**Problems and tasks:**
1. In the thread on staging in Git below, why does it advise against `git commit -a` when you want to make use of staging?
2. From the thread on staging in Git below, copy word for word the part that opens with the words containing "As staging allows" and closes with "logically unrelated edits.".

**Document text:**
═══
Why would I want stage before committing in Git?
When you commit it's only going to commit the changes in the index (the "staged" files). There are many uses for this, but the most obvious is to break up your working changes into smaller, self-contained pieces. Perhaps you fixed a bug while you were implementing a feature. You can git add
just that file (or git add -p
to add just part of a file!) and then commit that bugfix before committing everything else. If you are using git commit -a
then you are just forcing an add
of everything right before the commit. Don't use -a
if you want to take advantage of staging files.
You can also treat the staged files as an intermediate working copy with the --cached
to many commands. For example, git diff --cached
will show you how the stage differs from HEAD
so you can see what you're about to commit without mixing in your other working changes.
- Staging area gives the control to make commit smaller. Just make one logical change in the code, add the changed files to the staging area and finally if the changes are bad then checkout to the previous commit or otherwise commit the changes.It gives the flexibility to split the task into smaller tasks and commit smaller changes. With staging area it is easier to focus in small tasks.
- It also gives you the offer to take break and forgetting about how much work you have done before taking break. Suppose you need to change three files to make one logical change and you have changed the first file and need a long break until you start making the other changes. At this moment you cannot commit and you want to track which files you are done with so that after coming back you do not need to try to remember how much work have been done. So add the file to the staging area and it will save your work. When you come back just do
git diff --staged
and check which files you changed and where and start making other changes.
One practical purpose of staging is logical separation of file commits.
As staging allows you to continue making edits to the files/working directory, and make commits in parts when you think things are ready, you can use separate stages for logically unrelated edits.
Suppose you have 4 files fileA.html
, fileB.html
, fileC.html
and fileD.html
. You make changes to all 4 files and are ready to commit but changes in fileA.html
and fileB.html
are logically related (for example, same new feature implementation in both files) while changes in fileC.html
and fileD.html
are separate and logically unrelated to previous to files. You can first stage files fileA.html
and fileB.html
and commit those.
git add fileA.html
git add fileB.html
git commit -m "Implemented new feature XYZ"
Then in next step you stage and commit changes to remaining two files.
git add fileC.html
git add fileD.html
git commit -m "Implemented another feature EFG"
To expand on Ben Jackson's answer, which is fine, let's look at the original question closely. (See his answer for why bother type questions; this is more about what is going on.)
I'm new to version control and I understand that "committing" is essentially creating a backup while updating the new 'current' version of what you're working on.
═══
**Dataset content:**
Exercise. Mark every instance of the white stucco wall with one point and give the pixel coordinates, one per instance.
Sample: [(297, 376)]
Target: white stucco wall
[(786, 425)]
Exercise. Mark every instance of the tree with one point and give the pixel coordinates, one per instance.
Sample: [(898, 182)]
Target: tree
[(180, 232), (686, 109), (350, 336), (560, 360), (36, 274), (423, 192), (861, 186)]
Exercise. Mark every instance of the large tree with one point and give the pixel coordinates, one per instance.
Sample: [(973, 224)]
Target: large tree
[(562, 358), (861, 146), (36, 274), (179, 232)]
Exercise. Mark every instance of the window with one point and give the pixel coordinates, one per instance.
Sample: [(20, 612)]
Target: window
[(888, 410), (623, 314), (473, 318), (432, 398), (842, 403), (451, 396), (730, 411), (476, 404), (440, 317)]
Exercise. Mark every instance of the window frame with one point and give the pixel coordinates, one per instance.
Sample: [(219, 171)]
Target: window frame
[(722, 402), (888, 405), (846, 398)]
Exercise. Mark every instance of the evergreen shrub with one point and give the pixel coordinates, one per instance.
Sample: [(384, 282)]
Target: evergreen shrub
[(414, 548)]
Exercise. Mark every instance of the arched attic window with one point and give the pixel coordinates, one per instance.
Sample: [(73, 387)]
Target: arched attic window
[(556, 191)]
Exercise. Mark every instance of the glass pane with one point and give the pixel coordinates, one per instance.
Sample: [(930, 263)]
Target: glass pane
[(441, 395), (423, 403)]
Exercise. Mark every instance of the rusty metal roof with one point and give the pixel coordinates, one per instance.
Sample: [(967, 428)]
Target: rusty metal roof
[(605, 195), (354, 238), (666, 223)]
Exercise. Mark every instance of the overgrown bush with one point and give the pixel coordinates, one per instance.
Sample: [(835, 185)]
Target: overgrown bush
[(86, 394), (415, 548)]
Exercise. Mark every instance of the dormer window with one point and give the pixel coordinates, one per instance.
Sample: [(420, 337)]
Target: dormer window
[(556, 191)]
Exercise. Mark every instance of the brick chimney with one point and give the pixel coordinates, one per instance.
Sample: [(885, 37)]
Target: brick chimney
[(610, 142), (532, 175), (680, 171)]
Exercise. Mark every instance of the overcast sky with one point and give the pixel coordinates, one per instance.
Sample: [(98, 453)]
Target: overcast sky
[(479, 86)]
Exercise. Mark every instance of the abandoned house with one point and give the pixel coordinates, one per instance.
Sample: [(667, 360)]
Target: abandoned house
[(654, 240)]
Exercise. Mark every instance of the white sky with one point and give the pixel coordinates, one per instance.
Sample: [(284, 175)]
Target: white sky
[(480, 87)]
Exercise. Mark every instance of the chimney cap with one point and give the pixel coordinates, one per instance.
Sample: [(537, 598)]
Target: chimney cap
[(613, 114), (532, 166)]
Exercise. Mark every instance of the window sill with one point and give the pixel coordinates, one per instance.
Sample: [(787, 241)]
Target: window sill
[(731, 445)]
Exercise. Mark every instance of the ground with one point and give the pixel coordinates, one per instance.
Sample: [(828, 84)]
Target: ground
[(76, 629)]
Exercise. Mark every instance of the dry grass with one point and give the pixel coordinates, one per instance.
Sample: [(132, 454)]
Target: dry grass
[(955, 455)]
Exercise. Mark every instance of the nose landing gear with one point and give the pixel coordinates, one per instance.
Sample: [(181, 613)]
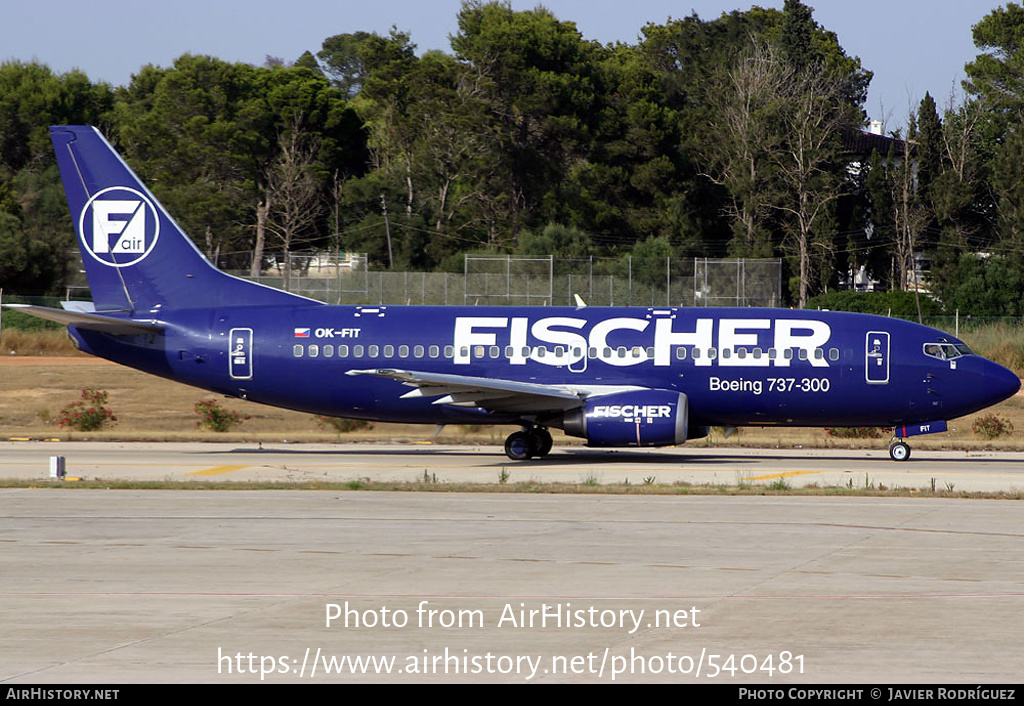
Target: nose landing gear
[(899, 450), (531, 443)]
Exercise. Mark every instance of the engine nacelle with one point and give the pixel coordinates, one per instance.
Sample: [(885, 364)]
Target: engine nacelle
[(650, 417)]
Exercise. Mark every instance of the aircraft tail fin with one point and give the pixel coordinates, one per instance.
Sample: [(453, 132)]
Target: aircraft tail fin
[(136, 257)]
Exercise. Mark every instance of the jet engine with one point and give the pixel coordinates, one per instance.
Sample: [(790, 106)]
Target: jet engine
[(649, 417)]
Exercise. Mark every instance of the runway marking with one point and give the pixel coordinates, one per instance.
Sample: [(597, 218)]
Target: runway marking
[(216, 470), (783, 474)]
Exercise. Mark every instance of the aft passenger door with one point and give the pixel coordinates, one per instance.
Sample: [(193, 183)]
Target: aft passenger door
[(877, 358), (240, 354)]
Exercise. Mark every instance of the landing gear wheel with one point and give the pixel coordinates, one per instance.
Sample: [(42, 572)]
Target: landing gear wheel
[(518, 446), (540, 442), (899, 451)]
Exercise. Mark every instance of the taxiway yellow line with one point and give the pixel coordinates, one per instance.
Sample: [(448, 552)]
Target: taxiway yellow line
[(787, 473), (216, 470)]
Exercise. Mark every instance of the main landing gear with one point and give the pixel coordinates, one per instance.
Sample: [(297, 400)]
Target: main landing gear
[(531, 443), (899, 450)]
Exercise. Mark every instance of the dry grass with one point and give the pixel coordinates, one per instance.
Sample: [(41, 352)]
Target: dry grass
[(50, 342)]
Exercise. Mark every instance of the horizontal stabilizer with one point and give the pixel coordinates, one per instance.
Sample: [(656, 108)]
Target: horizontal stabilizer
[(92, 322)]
═══
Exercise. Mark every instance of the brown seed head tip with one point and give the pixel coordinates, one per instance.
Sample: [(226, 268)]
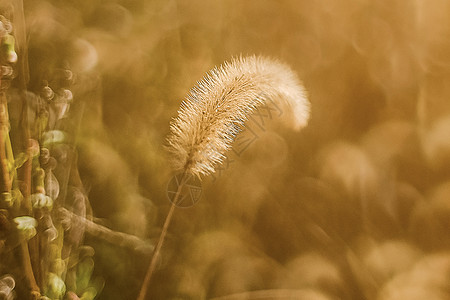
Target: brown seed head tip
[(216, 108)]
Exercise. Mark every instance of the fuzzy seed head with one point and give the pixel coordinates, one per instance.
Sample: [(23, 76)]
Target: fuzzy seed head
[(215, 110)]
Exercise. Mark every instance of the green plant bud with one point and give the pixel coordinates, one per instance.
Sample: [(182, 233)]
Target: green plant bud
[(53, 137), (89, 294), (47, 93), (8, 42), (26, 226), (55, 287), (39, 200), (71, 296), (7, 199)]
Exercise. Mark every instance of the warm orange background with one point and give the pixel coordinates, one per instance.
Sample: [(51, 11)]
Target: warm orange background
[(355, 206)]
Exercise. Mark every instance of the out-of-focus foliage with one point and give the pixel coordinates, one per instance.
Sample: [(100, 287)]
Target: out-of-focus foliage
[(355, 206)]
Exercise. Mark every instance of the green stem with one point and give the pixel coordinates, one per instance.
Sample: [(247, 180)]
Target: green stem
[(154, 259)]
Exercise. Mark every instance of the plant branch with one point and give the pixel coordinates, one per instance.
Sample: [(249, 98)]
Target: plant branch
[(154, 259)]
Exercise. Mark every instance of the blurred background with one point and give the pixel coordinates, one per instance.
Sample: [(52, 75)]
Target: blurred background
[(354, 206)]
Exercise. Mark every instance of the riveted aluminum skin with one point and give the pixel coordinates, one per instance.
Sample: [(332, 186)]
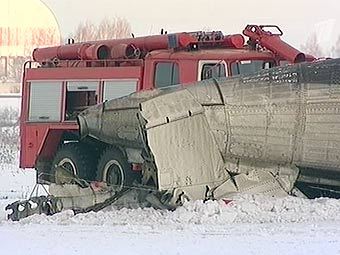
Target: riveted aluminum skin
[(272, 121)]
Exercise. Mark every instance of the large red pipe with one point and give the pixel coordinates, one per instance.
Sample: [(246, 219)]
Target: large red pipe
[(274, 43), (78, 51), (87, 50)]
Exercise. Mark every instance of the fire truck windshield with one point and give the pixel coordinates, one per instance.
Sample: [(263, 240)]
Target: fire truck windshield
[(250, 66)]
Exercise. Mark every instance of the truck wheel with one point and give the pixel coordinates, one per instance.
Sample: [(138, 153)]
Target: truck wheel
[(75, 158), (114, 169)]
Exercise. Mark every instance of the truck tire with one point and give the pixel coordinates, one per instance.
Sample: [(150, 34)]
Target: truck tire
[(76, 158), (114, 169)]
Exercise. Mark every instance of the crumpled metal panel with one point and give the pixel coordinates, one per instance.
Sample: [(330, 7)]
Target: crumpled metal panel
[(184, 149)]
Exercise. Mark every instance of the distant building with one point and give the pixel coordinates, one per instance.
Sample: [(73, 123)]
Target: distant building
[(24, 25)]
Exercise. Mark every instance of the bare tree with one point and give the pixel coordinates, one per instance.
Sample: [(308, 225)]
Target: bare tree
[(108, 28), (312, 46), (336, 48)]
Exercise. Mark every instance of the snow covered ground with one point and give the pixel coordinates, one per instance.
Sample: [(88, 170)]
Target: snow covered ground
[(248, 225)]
═══
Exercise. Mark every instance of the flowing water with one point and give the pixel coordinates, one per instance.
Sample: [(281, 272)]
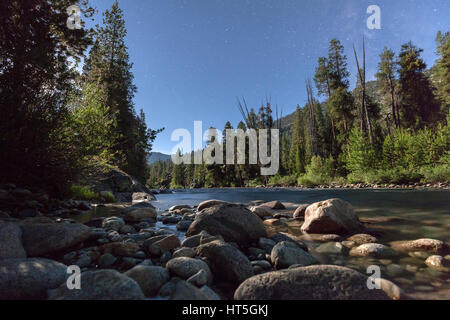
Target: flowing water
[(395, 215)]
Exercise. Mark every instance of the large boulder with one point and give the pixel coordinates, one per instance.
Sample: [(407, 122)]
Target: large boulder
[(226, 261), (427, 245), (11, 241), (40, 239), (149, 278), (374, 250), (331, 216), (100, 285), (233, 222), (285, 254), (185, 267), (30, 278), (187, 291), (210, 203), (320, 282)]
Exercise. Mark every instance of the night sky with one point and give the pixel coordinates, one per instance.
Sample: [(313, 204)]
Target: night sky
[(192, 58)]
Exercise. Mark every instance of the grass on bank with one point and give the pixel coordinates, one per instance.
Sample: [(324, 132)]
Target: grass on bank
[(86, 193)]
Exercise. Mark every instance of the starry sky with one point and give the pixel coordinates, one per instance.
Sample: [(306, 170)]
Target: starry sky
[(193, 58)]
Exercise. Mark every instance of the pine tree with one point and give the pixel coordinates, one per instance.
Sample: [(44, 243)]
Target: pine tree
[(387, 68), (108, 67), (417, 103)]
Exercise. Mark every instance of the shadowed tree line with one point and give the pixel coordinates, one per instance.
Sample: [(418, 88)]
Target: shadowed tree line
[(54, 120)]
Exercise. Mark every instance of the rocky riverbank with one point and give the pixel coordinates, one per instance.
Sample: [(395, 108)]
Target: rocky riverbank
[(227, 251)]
═══
**Results by task:**
1. Running `git commit -a` forces an add of everything right before the commit. Every change is therefore committed together, so you can't commit only part of your work, such as a bug fix, separately from the rest.

2.
As staging allows you to continue making edits to the files/working directory, and make commits in parts when you think things are ready, you can use separate stages for logically unrelated edits.